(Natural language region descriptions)
* * * *
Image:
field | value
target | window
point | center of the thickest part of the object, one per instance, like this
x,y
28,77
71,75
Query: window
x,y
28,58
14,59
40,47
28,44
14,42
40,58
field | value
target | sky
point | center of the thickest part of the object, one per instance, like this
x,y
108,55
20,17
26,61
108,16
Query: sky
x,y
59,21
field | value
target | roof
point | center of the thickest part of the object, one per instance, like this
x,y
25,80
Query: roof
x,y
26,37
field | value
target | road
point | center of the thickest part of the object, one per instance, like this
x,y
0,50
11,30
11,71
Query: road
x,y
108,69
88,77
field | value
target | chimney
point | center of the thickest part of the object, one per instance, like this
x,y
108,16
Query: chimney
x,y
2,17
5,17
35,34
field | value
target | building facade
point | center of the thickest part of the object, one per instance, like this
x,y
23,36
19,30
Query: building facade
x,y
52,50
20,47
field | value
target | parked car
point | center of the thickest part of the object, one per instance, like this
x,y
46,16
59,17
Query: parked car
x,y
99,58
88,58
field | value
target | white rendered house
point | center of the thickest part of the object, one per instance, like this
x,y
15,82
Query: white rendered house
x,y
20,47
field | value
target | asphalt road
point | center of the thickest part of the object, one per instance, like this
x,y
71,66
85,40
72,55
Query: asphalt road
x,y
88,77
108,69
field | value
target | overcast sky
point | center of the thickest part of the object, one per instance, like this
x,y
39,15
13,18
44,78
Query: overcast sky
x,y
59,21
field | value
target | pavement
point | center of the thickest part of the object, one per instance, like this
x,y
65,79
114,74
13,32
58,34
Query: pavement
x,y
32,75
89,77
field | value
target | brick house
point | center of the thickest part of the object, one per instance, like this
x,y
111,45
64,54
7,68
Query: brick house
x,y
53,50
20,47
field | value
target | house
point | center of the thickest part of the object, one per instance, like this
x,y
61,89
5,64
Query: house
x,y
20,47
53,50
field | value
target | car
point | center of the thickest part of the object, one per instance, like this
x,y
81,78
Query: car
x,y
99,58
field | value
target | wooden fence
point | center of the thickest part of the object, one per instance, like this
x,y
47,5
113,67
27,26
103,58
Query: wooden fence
* * * *
### PROBLEM TO SOLVE:
Using the records above, find and show each line with the string "wooden".

### OUTPUT OF THE TASK:
target | wooden fence
Query: wooden fence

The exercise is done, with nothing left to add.